-- LISTE DES TÂCHES --
a. Répondez à ces questions à partir de l'extrait :
(i) Outre « La piste de glace », quels textes de Bolaño l'extrait cite-t-il comme encore inconnus ?
(ii) En quelle année le roman a-t-il été publié ?
(iii) Quel titre l'extrait présente-t-il comme le meilleur point de comparaison ?
b. Recopiez tout le passage de l'extrait, depuis « A peine lancé » jusqu'à « ait la beauté? ».

-- EXTRAIT CHOISI --
************

Bolaño: sur une piste ténue

A peine lancé dans une relecture de Bolaño, voilà que je retombe dans la simple lecture: avec « Una novelita lumpen » et la plupart de sa poésie, « La piste de glace » est un de ses rares textes que je ne connaissais pas encore. Jusqu'à cette semaine. On en parle rarement, de cette « Piste de glace ». Pourtant, c'est vraiment un très beau roman. Excellent, peut-être pas. Mais très beau. Et, finalement, qu'importe l'excellence pourvu qu'on ait la beauté?

En lisant ce livre dans la foulée de ma relecture d' « Anvers » et de « Monsieur Pain », une question s'est imposée: à quel point ce roman, apparemment écrit à la même époque, a été retravaillé pour sa publication en 1993? On ne va pas prétendre qu'on ne dirait pas le même auteur, puisque l'on sait déjà qu'on retrouve dans les deux titres pas mal des thèmes, des particularités et des modes opératoires de Bolaño, mais la différence frappe, tout particulièrement avec « Monsieur Pain », meilleur point de comparaison -- « Anvers » étant par trop fragmentaire, plus proche d'une prétention poétique.

************

-- DONNÉES FOURNIES --
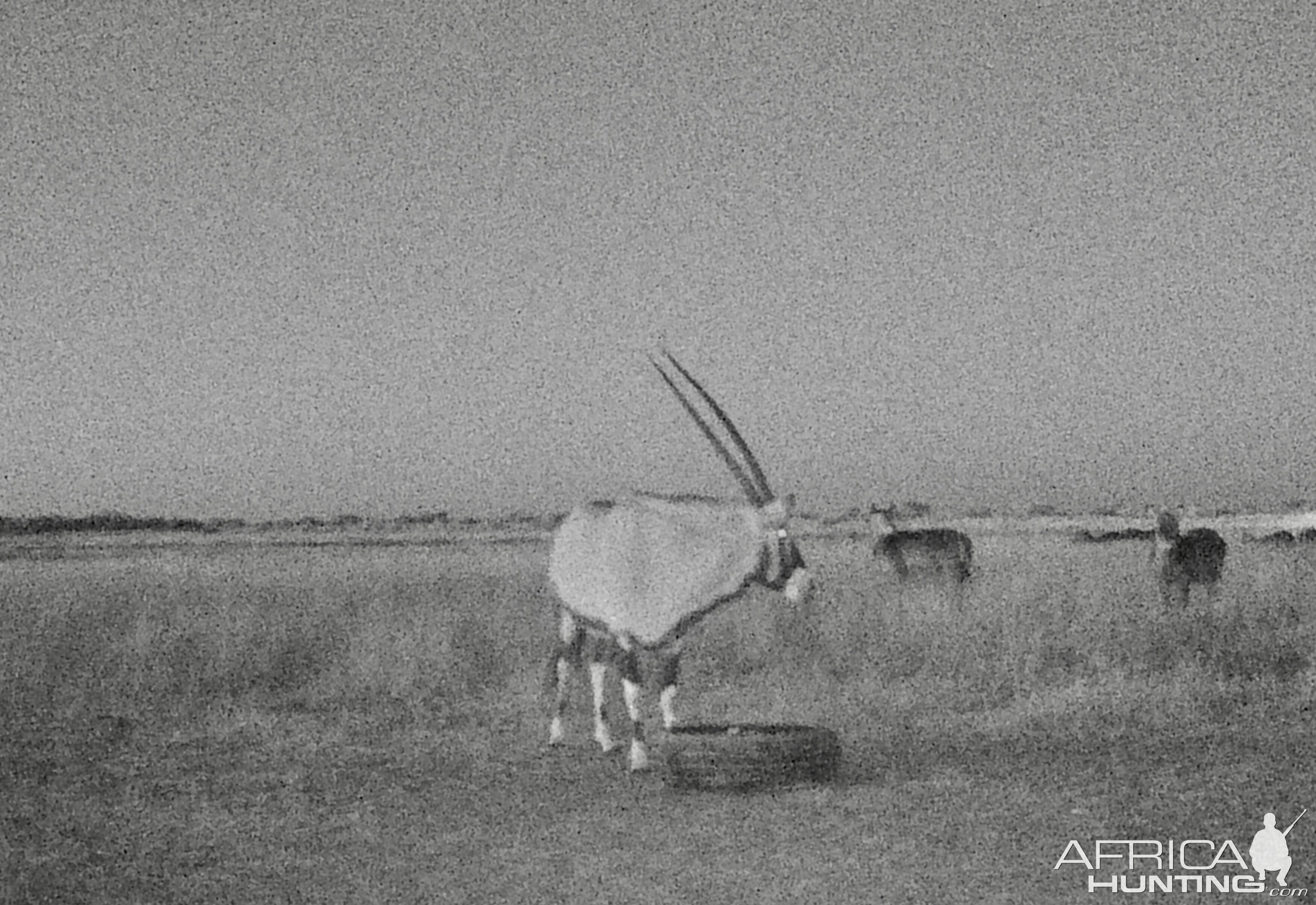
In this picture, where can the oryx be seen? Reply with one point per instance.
(637, 574)
(1184, 560)
(943, 550)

************

-- RÉPONSES DE L'EXERCICE --
a.
(i) « Una novelita lumpen » et la plupart de sa poésie.
(ii) En 1993.
(iii) « Monsieur Pain ».

b.
A peine lancé dans une relecture de Bolaño, voilà que je retombe dans la simple lecture: avec « Una novelita lumpen » et la plupart de sa poésie, « La piste de glace » est un de ses rares textes que je ne connaissais pas encore. Jusqu'à cette semaine. On en parle rarement, de cette « Piste de glace ». Pourtant, c'est vraiment un très beau roman. Excellent, peut-être pas. Mais très beau. Et, finalement, qu'importe l'excellence pourvu qu'on ait la beauté?